▶ Brano
....................

Adesso invece a farla da padrone sono soprattutto le cosiddette 'illicit whites' o 'cheap whites'—American Club, Jin Ling, Royal Classic, sigarette che non si trovano sugli scaffali delle tradizionali tabaccherie, ma spopolano sulle bancarelle dei mercati illeciti.

Sono sigarette prodotte legalmente nell'Est Europa - soprattutto Bielorussia, Ucraina, Ungheria, Romania - o in Medio Oriente ma che, prive dell'autorizzazione del Monopolio di Stato, non sono commerciabili in Italia. Per la loro produzione, infatti, le aziende non rispettano gli standard qualitativi imposti dalla Comunità Europea.

....................

▶ Compiti da svolgere
(A) Rispondi a queste domande sul brano dedicato alle sigarette "illicit whites":
(i) Quali marchi vengono citati come esempi?
(ii) In quali paesi dell'Est Europa sono prodotte soprattutto?
(iii) Di quale autorizzazione sono prive?
(B) Prosegui il brano sulle sigarette "illicit whites" partendo dal punto in cui si interrompe.

....................

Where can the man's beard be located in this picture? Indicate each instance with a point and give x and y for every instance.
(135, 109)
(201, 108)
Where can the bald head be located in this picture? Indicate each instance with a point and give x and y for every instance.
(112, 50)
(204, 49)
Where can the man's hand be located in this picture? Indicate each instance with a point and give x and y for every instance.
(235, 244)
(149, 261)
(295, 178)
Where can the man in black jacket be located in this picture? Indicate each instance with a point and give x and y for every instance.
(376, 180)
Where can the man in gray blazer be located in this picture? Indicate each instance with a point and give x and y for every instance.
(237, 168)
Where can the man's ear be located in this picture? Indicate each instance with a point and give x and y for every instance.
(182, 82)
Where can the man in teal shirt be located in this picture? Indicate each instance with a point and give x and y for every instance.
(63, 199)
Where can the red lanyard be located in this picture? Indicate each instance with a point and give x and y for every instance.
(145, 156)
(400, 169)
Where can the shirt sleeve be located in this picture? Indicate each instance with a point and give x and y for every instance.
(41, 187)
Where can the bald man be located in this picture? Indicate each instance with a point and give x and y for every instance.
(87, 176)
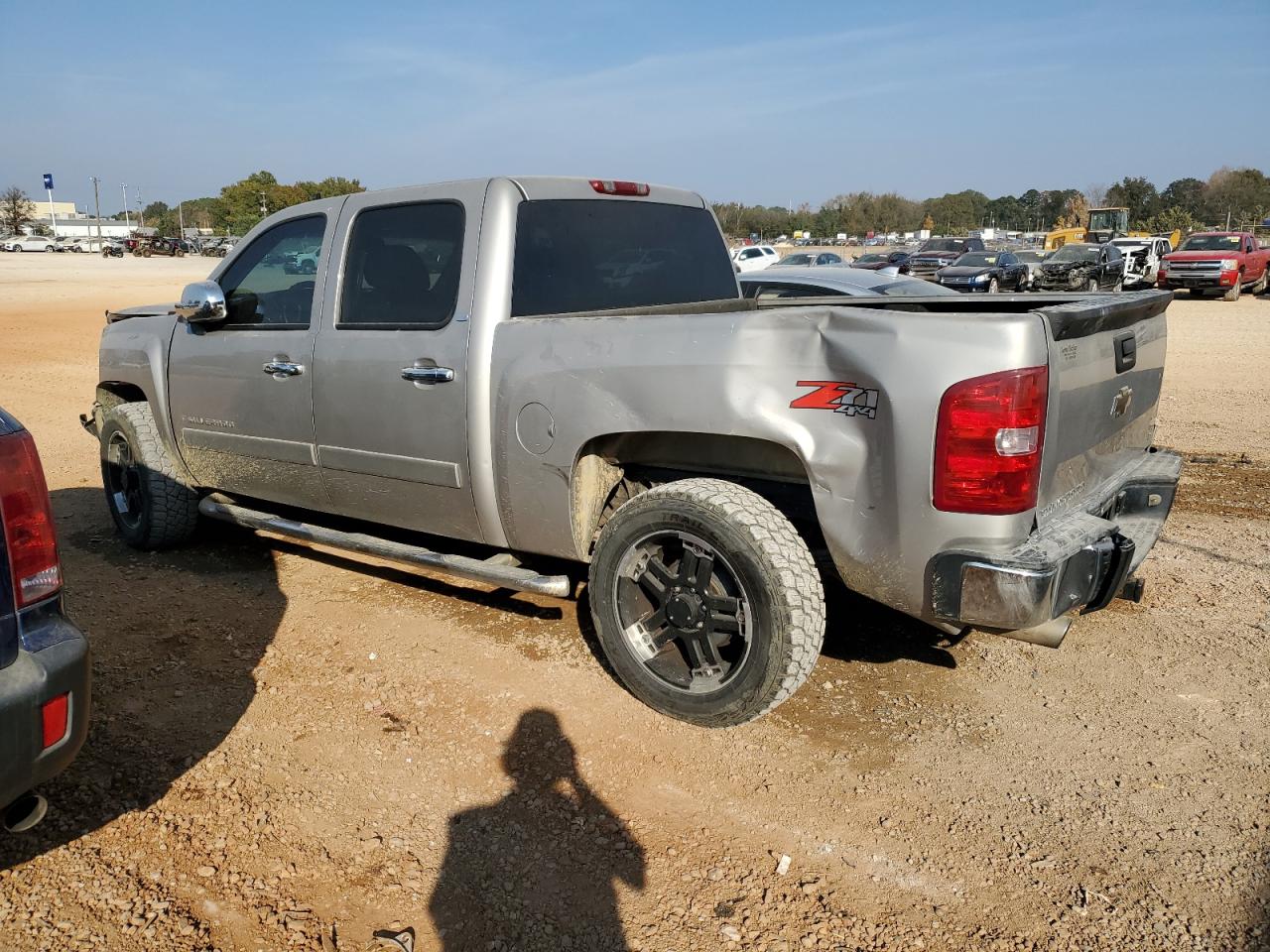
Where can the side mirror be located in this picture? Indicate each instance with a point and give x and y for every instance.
(202, 302)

....................

▶ Risposte per compito
(A)
(i) American Club, Jin Ling e Royal Classic.
(ii) Bielorussia, Ucraina, Ungheria e Romania.
(iii) Dell'autorizzazione del Monopolio di Stato.

(B)
"È difficile contrastare le 'illicit whites'," continua Calderoni. "Sono marchi esteri prodotti da aziende che spesso hanno forti legami con l'apparato politico, come in Russia e Bielorussia. Il problema principale è che questi paesi non contrastano la produzione e lo smercio di queste sigarette, visto che le fabbriche produttrici pagano le tasse locali, importano capitali esteri e rappresentano quindi un forte vantaggio per i paesi ospitanti."

I canali di importazioni del tabacco di contrabbando sono numerosi, a partire dalla cosiddetta rotta baltica che collega i paesi ex URSS ai valichi del Nord Italia.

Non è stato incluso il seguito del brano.